Reno v. Adventist Health Systems/SunBelt, Inc.

516 So. 2d 63 | Fla. Dist. Ct. App. | 1987

LEHAN, Judge.

Plaintiff appeals from a final judgment which resulted from the granting of defendants’ motion for judgment on the pleadings. It appears that the motion was granted and the judgment was entered on the basis of plaintiff having admitted an affirmative defense of defendants. The admission apparently was found to have occurred through the application of rule 1.110(e), Florida Rule of Civil Procedure, to plaintiff's failure to reply to the affirmative defense. We reverse because we conclude that that application of the rule was erroneous.

## Point-per-instance localization entries
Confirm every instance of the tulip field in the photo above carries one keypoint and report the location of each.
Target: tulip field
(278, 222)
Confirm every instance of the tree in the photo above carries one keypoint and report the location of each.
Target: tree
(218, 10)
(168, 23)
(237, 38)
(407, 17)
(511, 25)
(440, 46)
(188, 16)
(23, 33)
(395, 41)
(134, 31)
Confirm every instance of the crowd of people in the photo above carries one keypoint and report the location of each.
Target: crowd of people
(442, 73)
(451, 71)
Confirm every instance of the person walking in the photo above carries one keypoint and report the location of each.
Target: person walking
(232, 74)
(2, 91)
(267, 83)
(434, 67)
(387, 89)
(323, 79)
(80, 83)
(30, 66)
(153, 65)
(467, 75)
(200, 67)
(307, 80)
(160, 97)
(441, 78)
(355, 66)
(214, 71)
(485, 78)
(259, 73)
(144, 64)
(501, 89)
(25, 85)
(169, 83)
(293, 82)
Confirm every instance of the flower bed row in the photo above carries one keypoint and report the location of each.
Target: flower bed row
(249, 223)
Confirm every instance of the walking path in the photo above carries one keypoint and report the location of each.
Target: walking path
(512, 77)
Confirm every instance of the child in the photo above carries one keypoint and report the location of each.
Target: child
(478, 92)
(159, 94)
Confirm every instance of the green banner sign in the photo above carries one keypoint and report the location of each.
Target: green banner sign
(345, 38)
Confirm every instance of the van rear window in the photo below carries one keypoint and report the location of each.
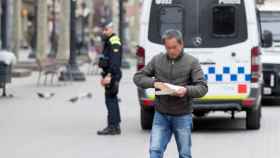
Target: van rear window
(167, 20)
(224, 20)
(204, 23)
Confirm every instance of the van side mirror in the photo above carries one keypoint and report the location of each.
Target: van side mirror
(267, 39)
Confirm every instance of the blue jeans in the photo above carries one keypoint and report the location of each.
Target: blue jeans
(163, 128)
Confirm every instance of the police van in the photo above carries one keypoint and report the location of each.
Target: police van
(270, 23)
(225, 36)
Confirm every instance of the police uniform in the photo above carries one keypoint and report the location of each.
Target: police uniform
(113, 56)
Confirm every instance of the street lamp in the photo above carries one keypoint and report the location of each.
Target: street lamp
(72, 70)
(53, 37)
(4, 24)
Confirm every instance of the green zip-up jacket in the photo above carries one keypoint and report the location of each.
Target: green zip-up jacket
(183, 71)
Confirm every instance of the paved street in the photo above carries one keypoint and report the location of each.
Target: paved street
(34, 128)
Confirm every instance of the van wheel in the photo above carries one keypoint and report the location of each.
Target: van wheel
(199, 113)
(253, 119)
(147, 117)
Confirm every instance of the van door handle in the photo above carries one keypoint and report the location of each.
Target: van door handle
(207, 63)
(233, 54)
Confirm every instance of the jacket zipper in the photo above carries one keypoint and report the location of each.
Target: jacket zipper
(171, 71)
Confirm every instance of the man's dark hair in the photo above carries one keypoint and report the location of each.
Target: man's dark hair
(168, 34)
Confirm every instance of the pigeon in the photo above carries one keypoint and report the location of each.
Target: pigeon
(46, 95)
(80, 97)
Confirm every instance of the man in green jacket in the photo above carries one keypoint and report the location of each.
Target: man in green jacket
(173, 113)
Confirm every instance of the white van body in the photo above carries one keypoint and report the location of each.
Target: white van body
(270, 20)
(225, 59)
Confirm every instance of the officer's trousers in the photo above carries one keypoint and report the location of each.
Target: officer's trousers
(112, 104)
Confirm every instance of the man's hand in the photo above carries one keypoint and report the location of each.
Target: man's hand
(105, 81)
(181, 92)
(159, 85)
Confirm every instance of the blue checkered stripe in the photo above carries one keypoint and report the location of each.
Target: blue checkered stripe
(236, 73)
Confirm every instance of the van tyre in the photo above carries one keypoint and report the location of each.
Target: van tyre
(199, 113)
(253, 119)
(147, 117)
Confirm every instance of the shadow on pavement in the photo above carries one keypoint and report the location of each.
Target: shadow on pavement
(219, 125)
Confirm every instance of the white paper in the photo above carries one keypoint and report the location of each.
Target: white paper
(267, 91)
(171, 89)
(230, 1)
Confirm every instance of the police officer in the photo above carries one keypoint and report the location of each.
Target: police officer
(110, 62)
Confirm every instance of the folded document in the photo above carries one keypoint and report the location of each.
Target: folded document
(168, 89)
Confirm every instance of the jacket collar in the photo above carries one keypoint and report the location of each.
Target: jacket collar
(178, 58)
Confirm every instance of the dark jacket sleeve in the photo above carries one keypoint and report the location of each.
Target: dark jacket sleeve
(115, 61)
(199, 87)
(144, 78)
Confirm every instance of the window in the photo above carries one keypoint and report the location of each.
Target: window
(224, 21)
(271, 21)
(171, 18)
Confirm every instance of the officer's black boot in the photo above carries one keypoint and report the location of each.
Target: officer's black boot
(110, 131)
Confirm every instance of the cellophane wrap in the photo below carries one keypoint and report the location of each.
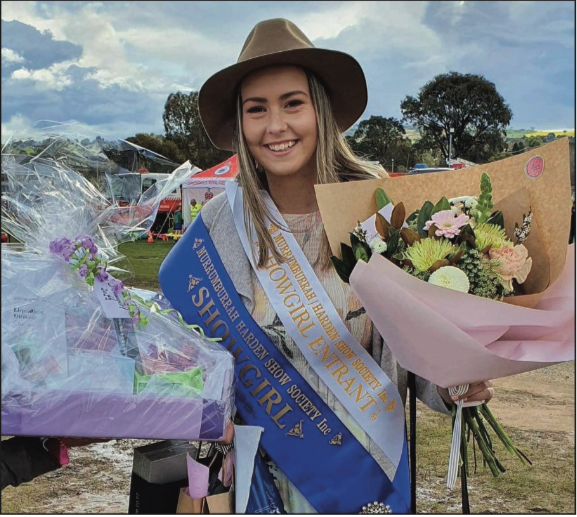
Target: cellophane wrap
(75, 362)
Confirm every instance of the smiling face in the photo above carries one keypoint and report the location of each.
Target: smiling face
(279, 120)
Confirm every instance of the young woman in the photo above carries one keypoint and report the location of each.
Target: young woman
(283, 108)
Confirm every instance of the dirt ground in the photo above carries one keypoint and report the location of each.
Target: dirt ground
(536, 406)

## Check your understanding
1) From the court opinion, reproduce the part that opens with the words containing "LEHAN, Judge." and closes with "rule was erroneous.", swapping "affirmative defense" for "defense".
2) Condense the court opinion's paragraph beginning "Plaintiff appeals from a final judgment" into a short bulleted list that keeps its main facts.

## Outputs by task
1)
LEHAN, Judge.

Plaintiff appeals from a final judgment which resulted from the granting of defendants’ motion for judgment on the pleadings. It appears that the motion was granted and the judgment was entered on the basis of plaintiff having admitted an defense of defendants. The admission apparently was found to have occurred through the application of rule 1.110(e), Florida Rule of Civil Procedure, to plaintiff's failure to reply to the defense. We reverse because we conclude that that application of the rule was erroneous.

2)
- Plaintiff appeals a final judgment entered after the court granted defendants' motion for judgment on the pleadings.
- The motion appears to have been granted because plaintiff was treated as having admitted defendants' affirmative defense.
- That admission apparently came from applying rule 1.110(e), Florida Rule of Civil Procedure, to plaintiff's failure to reply to the affirmative defense.
- The court reverses, concluding that this application of the rule was erroneous.